[Excerpt to read]:
════════════════════

I now have all of the names of the eight finalists in the voting and to total jury points that they received posted in the Photographer of The Month Flickr group.

Juror comments about Nick's photo

  • I ruled out any image with distracting strobe wash or shadow.
  • Further cutting the photos with blending mud (HDR mid-tone smudge) left only a few clean candidates.
  • I selected #7 as an example of "Just enough" of the space, without ultra-wide distortion or lighting that missed completely.

Thanks to all the jurors for putting up with two rounds of voting this month. Next month I can get a winner in one round of voting so the names and results can be left up in the Flickr group for a longer period of time.

Nick's Comments

Maybe interesting to know for other PFRE readers and RE photographers is the fact that I posted this photo to the Flickr-forum on Sep 26, 2011. And with the help/critique of the other RE photographers, I did a re-edit and posted this on Sep 27 of 2011. This was my very first step in watching out with my HDR-processing, especially looking for halo's and whites that turned grey, ... But for the contested I started from scratch again, keeping in mind the comments that I have received over the past months and the skills that I have acquired since then. In short this meant:

- redoing the tone mapping (3 exposures: -2, 0, +2),
- "turning on" 3 of the 6 visible ceiling lights ,
- "turning on" the reflection of the ceiling lights,
-  "turning on" the left lamp,
- Manually pulling one of the exposure's outside view
- Cleaning up the parasol mast used to be green instead of brown,
- Spot removal of sofa's

It took around 3-4 hours to re-edit this photo, and another small edits the following days, before I dared to enter it in the contest. And the work payed off 😀

By the way, Jan Van der Heyden's comment on my re-edit back in Sep 2011, also gave me a huge boost to continue learning and to process this photo as best as I possible can for this contest.

So again it comes down to absorbing all the critique that you get and doing something with it, be it changing the way you shoot, the way you process, or the way you present it. The critique given to me has made me the photographer that I am today, and I hope the future critique will help me step up another level.

PFRE Photographer of the Month Winners:

Larry Lohrman

15 comments on “Congratulations Nick De Clercq Feb 2012 PFRE Photographer of The Month”

  1. Smudge gives the appearance that there was recent smoke damage to walls or ceilings from a fire.

  2. I just want to throw open those big-as-garage-doors sliding panels and let the outside in! I am just tired of another gray winter in Ohio. Great photo by the way.

════════════════════

[Data excerpts]:
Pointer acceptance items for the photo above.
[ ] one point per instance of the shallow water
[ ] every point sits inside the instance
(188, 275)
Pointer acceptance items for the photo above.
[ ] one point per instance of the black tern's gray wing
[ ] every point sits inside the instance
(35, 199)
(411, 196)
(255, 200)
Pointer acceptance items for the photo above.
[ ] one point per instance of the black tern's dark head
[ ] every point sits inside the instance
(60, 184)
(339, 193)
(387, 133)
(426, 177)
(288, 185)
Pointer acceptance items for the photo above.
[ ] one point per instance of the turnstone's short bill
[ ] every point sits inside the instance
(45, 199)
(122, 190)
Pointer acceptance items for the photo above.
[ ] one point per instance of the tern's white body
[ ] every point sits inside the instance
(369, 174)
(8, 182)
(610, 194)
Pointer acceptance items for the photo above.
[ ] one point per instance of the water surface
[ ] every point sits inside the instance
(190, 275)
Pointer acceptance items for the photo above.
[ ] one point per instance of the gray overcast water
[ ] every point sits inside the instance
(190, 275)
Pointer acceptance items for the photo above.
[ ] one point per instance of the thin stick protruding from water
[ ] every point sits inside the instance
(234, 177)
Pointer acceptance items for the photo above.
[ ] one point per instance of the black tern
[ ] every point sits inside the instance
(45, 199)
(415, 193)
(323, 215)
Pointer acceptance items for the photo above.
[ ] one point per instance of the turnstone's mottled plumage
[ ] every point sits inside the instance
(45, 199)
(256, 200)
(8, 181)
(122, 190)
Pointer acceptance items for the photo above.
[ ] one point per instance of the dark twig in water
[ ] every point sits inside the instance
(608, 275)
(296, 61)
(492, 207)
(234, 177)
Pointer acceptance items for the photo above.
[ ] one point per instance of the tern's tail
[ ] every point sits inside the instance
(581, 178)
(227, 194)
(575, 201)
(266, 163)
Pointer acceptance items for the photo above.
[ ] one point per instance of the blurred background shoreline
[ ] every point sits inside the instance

════════════════════

[Stated goal 1]: According to the Photographer of the Month write-up, what exposures did Nick use when he redid the tone mapping?
[Stated goal 2]: Carry the February 2012 Photographer of the Month write-up forward from its last line.

[Reply 1]: Three exposures: -2, 0, and +2.

[Reply 2]:
  3. Great photo and congrats to Nick and everyone who has been brave enough to submit so far in this great contest. My only comment on this is - 3-4 hours to edit the photo? Great if you are charging a per photo rate i.e. $495 for the first photo and $295 for each additional photo or $2500 day rate, etc. But if you are doing $150 tours, you do not have 3-4 hours per photo to fix your pictures. the real solution is to take the picture correctly in the camera and make small adjustments in post. HOWEVER, that being said - I would rather see more of Nick's style pictures with hourly rates going down in value due to the time spent in posting, than seeing bad photos posted up to the MLS and tours. At powervision360 our biggest sales point is that our images are better than other vendors in our market and we show the differences on our sales calls. In fact, if we are talking to a top lister/seller and we really want the business - we actually will shoot the same house at no charge and process the pictures. We do this maybe once a month or less so we are not giving away our work, but it really helps in bringing a new agent with great listings on board.

  4. @Charles Lynch @David Thanks, it was a wonderful property to shoot.

    @Suzanne The 3-4 hours edit was just my second re-edit in January, before I dared to enter it in the contest.

    It hasn't really sunk in yet. I honestly didn't know what to expect with the new extended entry time, the new judging system, the list of great RE photos, and this being my first entry as well. So this morning when I woke up and I saw the result on my iPhone, I rechecked it on my MacBook and then asked a friend to confirm. I can only describe it as being an awesome feeling and I am very grateful for what the other RE photographers have been willing to share with me and help me improve.

  5. Suzanne:

    Im fairly new to this site, been checking in for about 6 months now. But I cant help but your attempts at promoting your company every other time you post very annoying. Nobody cares what you are doing at your company in this particular blog, it is all about Nick, what he did to win and to congratulate him for a job very well done.

    Another item I find a little odd is that you jump all over pricing for some strange reason, for a photo that is clearly for a contest. I would think that anyone entering these contests would be spending far more time on their particular entry than they would for their everyday work.

    Anyway, great work Nick!

  6. +1 David

    Ease up on the lame company plugs Suzanne, nobody was talking about pricing at all...its a CONTEST.

  7. I don't think there is anything wrong with Suzanne telling how she does things, and i think she makes a very important point. However, i do think she could leave out her company name.

    As to the eiting time, the question is, how much of that is due to technical challenges and how much due to inexperience?

    As to getting it right in the camera, i disagree. All that matters is the end result and whether the photographer is receiving appropriate compensation for that.

    Although it is more in the realm of architectural, as opposed to real estate, photography, spending up to an hour lighting, and up to another hour processing, a single shot, is not out of the realm of high end real estate photography, as long as the fee is in the hundreds of dollars per image and the results warrant that kind of effort and fee.

  8. Congratulations Nick, nice image what software do you use for HDR?

    I have been shooting for quite some time, but still haven't a grasp on HDR, which I still find frustraiting. I'm Using photomatix. I tried Photoshop CS-5 extended, but did not do well with that.

    The one thing I did start doing since I have been a part of PFRE, and listening to my fellow real estate photographers, is to get back to shooting multi lighting, which has helped quite a bit. mostly with 2-3 Nikon speedlights.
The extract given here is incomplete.